Start of EXCERPT TO READ
Oh to be young again… Actually, not that young.
Although I do sometimes feel nostalgic about my lost youth, the golden age flashing through my mind postdates pubescence, by quite a few years. That’s why I’m grateful to my friend Vlad Putin for bringing back memories long since lost.
Responding to Biden’s accusation of being a killer, Vlad used the Russian equivalent of “takes one to know one” (кто так обзывается, тот сам так называется, for the benefit of my Russophone readers). Since no Russian says that past the age of sexual maturation, I felt coochy-coo warmth all over and an urgent desire to dust off my family album (see the photo).
Vlad is clearly trying to get in touch with the child within him, and I do hope he arrests that reversion before the onset of double incontinence. Anyway, since his little bon mot has been widely reported in Western papers, I’m breaking no new ground here.
End of EXCERPT TO READ
**ASSIGNMENT**
Carry on the piece about Putin's childish retort to Biden's "killer" remark, starting right after its final sentence.
Start of DATASET
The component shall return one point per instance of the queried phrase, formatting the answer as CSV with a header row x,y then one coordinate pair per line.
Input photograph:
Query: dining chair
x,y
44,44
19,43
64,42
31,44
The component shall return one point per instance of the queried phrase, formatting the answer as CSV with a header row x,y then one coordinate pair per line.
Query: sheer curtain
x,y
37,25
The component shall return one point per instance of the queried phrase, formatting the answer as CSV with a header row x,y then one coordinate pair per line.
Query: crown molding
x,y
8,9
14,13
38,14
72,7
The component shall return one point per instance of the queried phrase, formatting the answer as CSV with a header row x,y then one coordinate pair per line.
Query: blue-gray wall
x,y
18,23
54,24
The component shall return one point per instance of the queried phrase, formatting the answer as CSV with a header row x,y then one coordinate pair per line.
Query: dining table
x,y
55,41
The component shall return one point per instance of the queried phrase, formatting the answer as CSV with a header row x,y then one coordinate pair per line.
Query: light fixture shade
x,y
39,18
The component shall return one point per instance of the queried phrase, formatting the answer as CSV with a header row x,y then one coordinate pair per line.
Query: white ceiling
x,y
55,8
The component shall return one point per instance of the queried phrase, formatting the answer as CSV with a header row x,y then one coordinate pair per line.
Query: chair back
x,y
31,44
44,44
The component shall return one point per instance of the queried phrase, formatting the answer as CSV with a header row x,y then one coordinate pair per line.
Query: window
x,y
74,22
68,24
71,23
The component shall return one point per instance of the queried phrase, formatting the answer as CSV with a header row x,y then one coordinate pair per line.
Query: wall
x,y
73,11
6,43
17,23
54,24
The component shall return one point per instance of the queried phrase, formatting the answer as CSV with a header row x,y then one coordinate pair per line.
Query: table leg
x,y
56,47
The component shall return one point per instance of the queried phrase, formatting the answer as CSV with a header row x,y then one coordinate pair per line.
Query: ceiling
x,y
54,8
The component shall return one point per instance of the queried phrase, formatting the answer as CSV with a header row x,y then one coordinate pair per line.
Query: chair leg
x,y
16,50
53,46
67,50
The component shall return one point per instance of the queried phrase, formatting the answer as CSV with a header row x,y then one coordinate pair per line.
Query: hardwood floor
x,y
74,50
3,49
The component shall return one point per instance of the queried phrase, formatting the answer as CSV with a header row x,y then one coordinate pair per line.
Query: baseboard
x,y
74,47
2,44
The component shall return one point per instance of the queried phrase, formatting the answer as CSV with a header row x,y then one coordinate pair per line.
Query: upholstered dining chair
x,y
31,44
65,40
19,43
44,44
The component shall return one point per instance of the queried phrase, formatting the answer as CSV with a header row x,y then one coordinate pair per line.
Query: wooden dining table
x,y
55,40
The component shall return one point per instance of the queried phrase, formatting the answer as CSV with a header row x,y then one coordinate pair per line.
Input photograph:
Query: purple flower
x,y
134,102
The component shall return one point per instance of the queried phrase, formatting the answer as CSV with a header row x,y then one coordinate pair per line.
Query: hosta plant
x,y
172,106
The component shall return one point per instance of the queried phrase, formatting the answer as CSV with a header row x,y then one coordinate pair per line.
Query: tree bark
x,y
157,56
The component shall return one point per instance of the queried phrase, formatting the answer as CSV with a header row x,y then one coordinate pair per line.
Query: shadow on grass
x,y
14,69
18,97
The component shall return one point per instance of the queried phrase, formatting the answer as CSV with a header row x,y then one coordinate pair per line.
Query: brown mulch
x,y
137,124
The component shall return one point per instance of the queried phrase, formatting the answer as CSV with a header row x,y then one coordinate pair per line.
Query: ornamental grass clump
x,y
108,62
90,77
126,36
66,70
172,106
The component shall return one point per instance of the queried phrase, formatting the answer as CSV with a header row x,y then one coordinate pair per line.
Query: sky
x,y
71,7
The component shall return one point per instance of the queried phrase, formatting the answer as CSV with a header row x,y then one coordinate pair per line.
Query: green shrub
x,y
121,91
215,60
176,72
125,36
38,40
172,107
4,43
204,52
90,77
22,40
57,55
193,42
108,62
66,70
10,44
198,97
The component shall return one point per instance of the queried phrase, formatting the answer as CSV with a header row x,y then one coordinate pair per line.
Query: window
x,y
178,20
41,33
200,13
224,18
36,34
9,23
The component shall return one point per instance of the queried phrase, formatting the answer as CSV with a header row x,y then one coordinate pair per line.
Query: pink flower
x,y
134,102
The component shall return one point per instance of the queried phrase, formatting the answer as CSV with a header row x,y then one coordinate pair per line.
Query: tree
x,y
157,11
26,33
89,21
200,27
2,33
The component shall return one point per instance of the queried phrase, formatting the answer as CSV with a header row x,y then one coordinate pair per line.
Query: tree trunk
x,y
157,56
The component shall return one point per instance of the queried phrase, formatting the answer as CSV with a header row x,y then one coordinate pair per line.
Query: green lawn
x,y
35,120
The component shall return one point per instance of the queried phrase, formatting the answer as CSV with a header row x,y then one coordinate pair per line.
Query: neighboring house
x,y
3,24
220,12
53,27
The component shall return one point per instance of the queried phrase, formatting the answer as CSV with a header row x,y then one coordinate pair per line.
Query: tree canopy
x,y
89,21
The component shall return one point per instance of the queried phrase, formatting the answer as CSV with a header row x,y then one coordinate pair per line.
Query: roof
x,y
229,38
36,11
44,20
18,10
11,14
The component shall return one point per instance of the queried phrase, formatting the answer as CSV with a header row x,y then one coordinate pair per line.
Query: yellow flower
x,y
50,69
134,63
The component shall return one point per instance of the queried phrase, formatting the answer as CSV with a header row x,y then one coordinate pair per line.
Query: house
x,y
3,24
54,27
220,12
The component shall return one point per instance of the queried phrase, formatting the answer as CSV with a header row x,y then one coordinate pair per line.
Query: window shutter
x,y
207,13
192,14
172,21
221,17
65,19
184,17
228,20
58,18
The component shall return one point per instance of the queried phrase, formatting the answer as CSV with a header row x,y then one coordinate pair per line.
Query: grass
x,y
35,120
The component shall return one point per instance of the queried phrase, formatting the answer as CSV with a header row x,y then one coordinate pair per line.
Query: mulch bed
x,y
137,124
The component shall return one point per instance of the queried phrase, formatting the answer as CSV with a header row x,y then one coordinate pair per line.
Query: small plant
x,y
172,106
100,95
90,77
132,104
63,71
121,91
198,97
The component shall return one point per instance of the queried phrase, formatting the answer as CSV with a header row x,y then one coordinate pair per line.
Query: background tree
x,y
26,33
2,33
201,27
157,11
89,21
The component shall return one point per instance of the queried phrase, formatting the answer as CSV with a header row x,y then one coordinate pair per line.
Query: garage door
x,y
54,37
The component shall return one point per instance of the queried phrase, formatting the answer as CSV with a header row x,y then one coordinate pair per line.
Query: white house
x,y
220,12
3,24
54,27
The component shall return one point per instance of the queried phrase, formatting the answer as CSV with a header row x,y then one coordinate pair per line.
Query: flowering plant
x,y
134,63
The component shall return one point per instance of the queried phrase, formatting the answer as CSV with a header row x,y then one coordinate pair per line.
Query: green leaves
End of DATASET
**RESPONSE BELOW**
Yet Vlad speaks not only through his own mouth, but also through those of his house-trained propagandists, many of whom proudly wear the sobriquet of Russian Goebbelses. Their comments are more interesting and, shall we say, grown-up. So I thought I’d translate a few for your benefit.
Andrei Turachak, First Vice Speaker of the Federation Council: “Biden’s statement is simply a triumph of America’s political feeblemindedness and her leader’s senile dementia.”
Military expert Igor Korotchenko: Russia “must increase the number of intelligence stations in the US.” Asked to explain his rationale, the scholar obliged: “To grab’em by the tit.”
Also, he added, “Russia must coordinate her nuclear strategy against the US with China”, eliciting the show host’s counter-suggestion that it would be preferable just to take Alaska back.
Addressing all Americans, Duma Deputy (MP) Zhuravlev diagnosed the nation’s problem: “If you have a moron in power, that means you are all morons.” Asked about an appropriate response, he suggested putting missiles back on Cuba.
Duma Vice Speaker, Pyotr Tolstoy, rivalled the historical erudition of his illustrious ancestor: “They shoved such things down our throats twice before, and we finished our reply in Paris the first time and in Berlin, the second.”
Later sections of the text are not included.